Count the lines in the data below that contain the string "ribbon". Reply with the number alone.

=== Material provided ===
_ _ _ _ _

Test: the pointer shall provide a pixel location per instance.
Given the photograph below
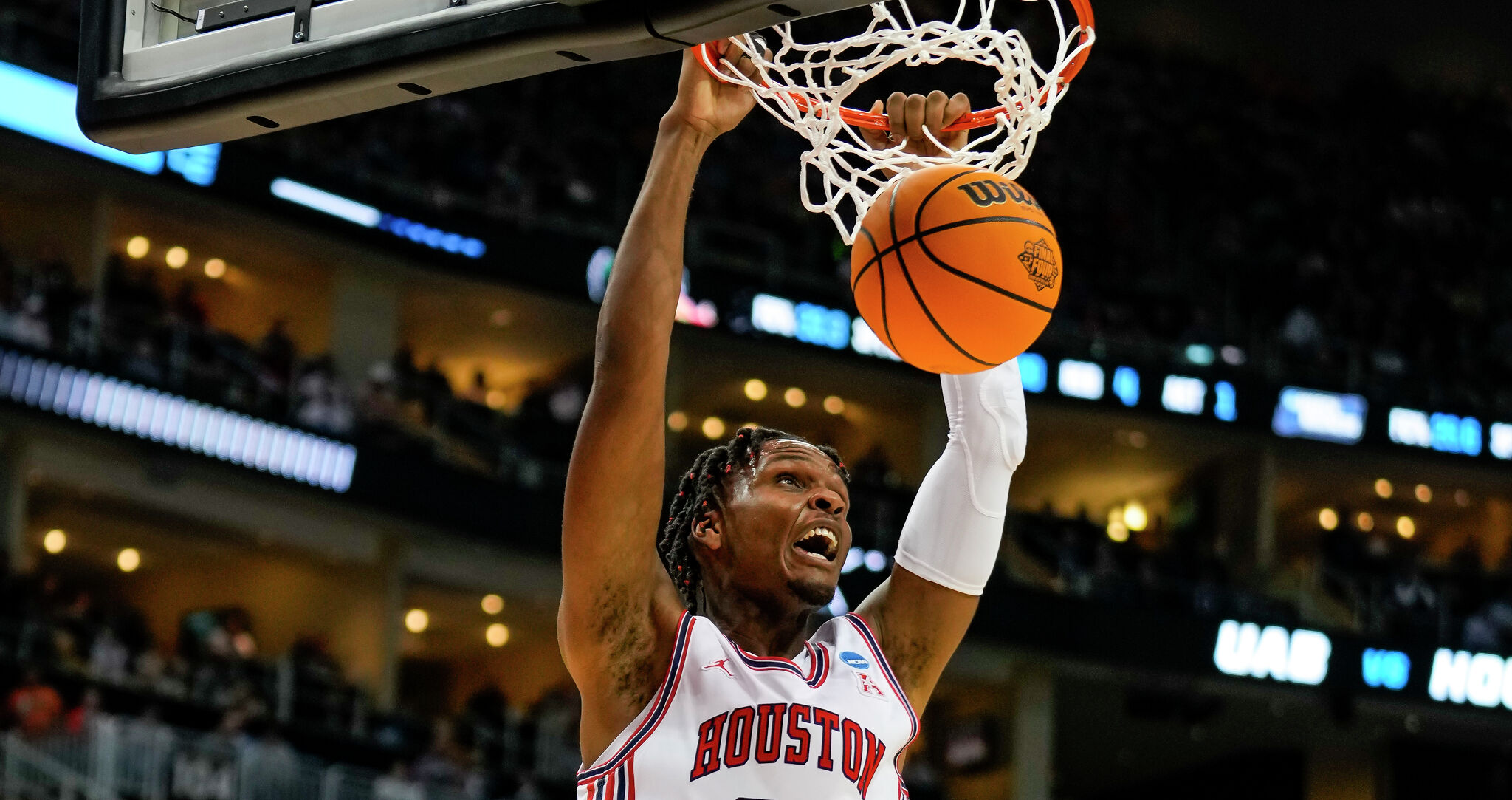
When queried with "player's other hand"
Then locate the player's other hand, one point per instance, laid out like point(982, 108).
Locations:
point(910, 115)
point(707, 103)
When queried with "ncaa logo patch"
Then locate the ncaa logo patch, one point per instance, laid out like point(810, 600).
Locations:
point(855, 660)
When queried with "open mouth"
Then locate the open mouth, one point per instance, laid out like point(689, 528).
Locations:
point(820, 545)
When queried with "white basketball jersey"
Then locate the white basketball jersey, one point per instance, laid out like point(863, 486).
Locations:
point(728, 725)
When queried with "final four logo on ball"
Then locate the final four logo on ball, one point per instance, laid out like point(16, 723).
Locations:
point(1040, 261)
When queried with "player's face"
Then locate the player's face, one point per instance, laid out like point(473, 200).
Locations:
point(785, 525)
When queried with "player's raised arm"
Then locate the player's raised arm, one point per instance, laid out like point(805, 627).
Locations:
point(950, 540)
point(619, 612)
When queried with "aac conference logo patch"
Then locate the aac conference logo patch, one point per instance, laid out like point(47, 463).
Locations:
point(856, 661)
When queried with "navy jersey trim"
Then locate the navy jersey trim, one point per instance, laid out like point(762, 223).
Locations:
point(818, 663)
point(887, 672)
point(663, 702)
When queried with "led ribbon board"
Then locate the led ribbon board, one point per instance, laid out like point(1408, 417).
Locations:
point(177, 423)
point(1325, 417)
point(43, 108)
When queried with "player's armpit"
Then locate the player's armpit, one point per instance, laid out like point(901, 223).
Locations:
point(920, 625)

_ _ _ _ _

=== Completed task ===
2